■ Source extract ■
+++++
Thread overview
What does rt/sections_elf_shared.d do? (Porting dmd to musl)
Dec 17, 2017
Yuxuan Shui
Dec 17, 2017
Yuxuan Shui
Dec 17, 2017
Joakim
Dec 18, 2017
David Nadlinger
December 17, 2017
I'm trying to get dmd and phobos working with musl. Right now I have a bootstrapped compiler built with musl, which seems to work fine. However user applications will segmentation fault before even reaches main.

I investigated a bit. Looks like musl is not happy with how druntime uses dlopen related functions. When a D library loads, it tries to call _d_dso_registry, which will try to get a handle of the library using dlopen. Meaning dlopen will be called on the library itself while it's still loading. This seems to break musl. Although this might also be a bug on musl side: it tries to call init functions even when RTLD_NOLOAD is passed to dlopen.

However, going through sections_elf_shared.d, it makes me feel it's doing some magic tricks with dl functions, but I don't know what for?

If my understand is correct, it's used to register TLS storage to GC. If that's the case, there must be simpler ways to do that.
December 17, 2017
On Sunday, 17 December 2017 at 12:45:58 UTC, Yuxuan Shui wrote:
> However, going through sections_elf_shared.d, it makes me feel it's doing some magic tricks with dl functions, but I don't know what for?
>

Looks like it's also repeating some work that is already done by the dynamic linker...

December 17, 2017
On Sunday, 17 December 2017 at 12:45:58 UTC, Yuxuan Shui wrote:
> I'm trying to get dmd and phobos working with musl. Right now I have a bootstrapped compiler built with musl, which seems to work fine. However user applications will segmentation fault before even reaches main.
>
> I investigated a bit. Looks like musl is not happy with how druntime uses dlopen related functions. When a D library loads, it tries to call _d_dso_registry, which will try to get a handle of the library using dlopen. Meaning dlopen will be called on the library itself while it's still loading. This seems to break musl. Although this might also be a bug on musl side: it tries to call init functions even when RTLD_NOLOAD is passed to dlopen.
>
> However, going through sections_elf_shared.d, it makes me feel it's doing some magic tricks with dl functions, but I don't know what for?
>
> If my understand is correct, it's used to register TLS storage to GC. If that's the case, there must be simpler ways to do that.

It does various things to setup the ELF executable for BSD and linux/Glibc, including support for using the stdlib as a shared library: take a look at the much simpler sections_android or sections_solaris for the minimum of what's required.

You can use sections_elf_shared with the shared library support turned off, by adding the SHARED=0 flag when building druntime.  I'd do that first before trying to modify the source for Musl.
December 18, 2017
On Sunday, 17 December 2017 at 12:45:58 UTC, Yuxuan Shui wrote:
> Although this might also be a bug on musl side: it tries to call init functions even when RTLD_NOLOAD is passed to dlopen.

Ah, interesting. Might be worth reporting as a bug indeed; without looking too hard, I didn't see anything to indicate that trying to get a handle during initialization would be forbidden (undefined behaviour/...).
+++++
■ Exercise instructions ■
**A)** Please copy the thread from "December 18, 2017" to "forbidden (undefined behaviour/...)." word for word.
**B)** Render this sentence from the thread in Spanish: "You can use sections_elf_shared with the shared library support turned off, by adding the SHARED=0 flag when building druntime."
**C)** Answer these questions from the thread:
(i) Which function does a D library try to call when it loads?
(ii) Which two much simpler files does a reply suggest looking at for the minimum of what's required?
(iii) Whose words are quoted at the start of each reply?

■ Data shown ■
+++++
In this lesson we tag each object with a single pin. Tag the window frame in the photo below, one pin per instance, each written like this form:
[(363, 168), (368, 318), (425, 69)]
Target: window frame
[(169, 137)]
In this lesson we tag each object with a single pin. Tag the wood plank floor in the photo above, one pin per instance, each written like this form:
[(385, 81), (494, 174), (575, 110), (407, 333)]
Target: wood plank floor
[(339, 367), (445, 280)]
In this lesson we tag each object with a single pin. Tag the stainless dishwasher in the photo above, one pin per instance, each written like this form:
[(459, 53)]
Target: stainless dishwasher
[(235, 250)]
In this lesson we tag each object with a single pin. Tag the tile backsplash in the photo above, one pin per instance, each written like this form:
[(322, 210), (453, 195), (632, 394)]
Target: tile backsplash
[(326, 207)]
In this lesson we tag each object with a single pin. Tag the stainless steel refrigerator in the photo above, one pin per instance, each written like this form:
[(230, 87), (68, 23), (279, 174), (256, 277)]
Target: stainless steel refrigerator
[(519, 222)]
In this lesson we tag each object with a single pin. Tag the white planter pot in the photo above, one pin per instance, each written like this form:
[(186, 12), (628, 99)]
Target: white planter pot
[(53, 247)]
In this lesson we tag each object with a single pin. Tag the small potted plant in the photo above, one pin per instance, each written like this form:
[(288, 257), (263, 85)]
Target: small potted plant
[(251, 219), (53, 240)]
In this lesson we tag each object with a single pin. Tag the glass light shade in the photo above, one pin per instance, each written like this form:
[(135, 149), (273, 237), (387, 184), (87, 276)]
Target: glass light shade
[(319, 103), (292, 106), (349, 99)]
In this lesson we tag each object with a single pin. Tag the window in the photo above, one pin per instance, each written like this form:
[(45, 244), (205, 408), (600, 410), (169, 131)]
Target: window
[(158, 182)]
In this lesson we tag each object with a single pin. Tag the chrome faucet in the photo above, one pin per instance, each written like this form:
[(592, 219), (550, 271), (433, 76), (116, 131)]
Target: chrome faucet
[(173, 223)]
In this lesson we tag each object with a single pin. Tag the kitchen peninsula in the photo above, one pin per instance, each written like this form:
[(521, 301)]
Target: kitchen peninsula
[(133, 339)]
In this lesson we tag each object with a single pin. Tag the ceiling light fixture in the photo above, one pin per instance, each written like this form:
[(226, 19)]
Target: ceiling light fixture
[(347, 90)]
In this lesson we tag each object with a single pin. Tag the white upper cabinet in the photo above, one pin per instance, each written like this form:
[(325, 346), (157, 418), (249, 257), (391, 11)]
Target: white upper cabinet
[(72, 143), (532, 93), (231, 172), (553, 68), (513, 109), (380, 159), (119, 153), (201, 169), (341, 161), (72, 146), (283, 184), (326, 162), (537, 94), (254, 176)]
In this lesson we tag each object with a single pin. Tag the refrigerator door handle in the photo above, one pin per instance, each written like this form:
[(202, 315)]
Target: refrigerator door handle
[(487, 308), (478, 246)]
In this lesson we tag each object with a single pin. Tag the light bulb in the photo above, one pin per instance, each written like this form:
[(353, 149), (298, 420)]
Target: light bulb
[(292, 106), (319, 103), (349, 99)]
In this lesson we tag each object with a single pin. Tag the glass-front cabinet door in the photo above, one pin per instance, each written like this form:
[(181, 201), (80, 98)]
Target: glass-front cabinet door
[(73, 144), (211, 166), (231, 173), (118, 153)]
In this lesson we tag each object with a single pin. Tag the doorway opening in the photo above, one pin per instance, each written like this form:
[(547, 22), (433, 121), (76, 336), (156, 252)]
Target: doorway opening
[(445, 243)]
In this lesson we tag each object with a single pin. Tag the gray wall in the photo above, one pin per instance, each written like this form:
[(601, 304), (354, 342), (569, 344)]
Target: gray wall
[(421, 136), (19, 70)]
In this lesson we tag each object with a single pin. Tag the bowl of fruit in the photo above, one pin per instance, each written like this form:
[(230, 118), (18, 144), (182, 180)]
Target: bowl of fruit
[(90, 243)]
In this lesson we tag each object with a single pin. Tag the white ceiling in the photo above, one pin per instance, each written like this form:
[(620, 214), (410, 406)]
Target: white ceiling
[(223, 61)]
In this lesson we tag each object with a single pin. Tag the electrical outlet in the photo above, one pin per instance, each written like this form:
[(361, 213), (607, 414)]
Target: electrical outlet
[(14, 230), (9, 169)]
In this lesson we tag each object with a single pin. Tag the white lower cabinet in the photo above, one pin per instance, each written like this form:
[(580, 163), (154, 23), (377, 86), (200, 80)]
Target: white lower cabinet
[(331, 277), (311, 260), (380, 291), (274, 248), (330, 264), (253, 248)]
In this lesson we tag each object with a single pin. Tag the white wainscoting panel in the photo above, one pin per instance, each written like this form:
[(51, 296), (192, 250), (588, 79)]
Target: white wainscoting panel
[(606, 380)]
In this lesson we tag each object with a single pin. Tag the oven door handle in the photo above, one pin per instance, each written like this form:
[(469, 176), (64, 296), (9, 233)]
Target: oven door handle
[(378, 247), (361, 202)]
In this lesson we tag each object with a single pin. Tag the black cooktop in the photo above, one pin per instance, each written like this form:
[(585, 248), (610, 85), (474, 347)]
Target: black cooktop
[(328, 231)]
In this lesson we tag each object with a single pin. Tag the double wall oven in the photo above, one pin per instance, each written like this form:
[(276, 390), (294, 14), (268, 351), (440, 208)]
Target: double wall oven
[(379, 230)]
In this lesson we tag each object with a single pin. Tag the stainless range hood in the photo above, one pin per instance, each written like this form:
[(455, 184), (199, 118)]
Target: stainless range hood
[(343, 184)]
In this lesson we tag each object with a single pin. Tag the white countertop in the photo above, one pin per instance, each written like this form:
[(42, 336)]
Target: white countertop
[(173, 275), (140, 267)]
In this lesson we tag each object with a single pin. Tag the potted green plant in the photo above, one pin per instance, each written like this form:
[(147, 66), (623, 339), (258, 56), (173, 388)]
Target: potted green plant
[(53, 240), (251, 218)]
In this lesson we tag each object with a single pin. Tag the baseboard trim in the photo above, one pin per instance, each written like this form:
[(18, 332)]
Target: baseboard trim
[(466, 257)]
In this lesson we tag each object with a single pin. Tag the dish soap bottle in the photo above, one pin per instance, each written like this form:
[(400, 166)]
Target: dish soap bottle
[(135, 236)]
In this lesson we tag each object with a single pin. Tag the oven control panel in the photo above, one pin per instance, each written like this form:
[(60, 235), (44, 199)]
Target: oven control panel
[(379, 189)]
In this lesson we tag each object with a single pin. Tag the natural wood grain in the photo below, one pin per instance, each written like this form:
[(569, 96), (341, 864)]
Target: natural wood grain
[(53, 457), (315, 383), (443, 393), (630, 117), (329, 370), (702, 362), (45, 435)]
+++++
■ Responses by task ■
**A)**
December 18, 2017
On Sunday, 17 December 2017 at 12:45:58 UTC, Yuxuan Shui wrote:
> Although this might also be a bug on musl side: it tries to call init functions even when RTLD_NOLOAD is passed to dlopen.

Ah, interesting. Might be worth reporting as a bug indeed; without looking too hard, I didn't see anything to indicate that trying to get a handle during initialization would be forbidden (undefined behaviour/...).

**B)** Puedes usar sections_elf_shared con el soporte de bibliotecas compartidas desactivado, agregando el indicador SHARED=0 al compilar druntime.

**C)**
(i) _d_dso_registry
(ii) sections_android and sections_solaris
(iii) Yuxuan Shui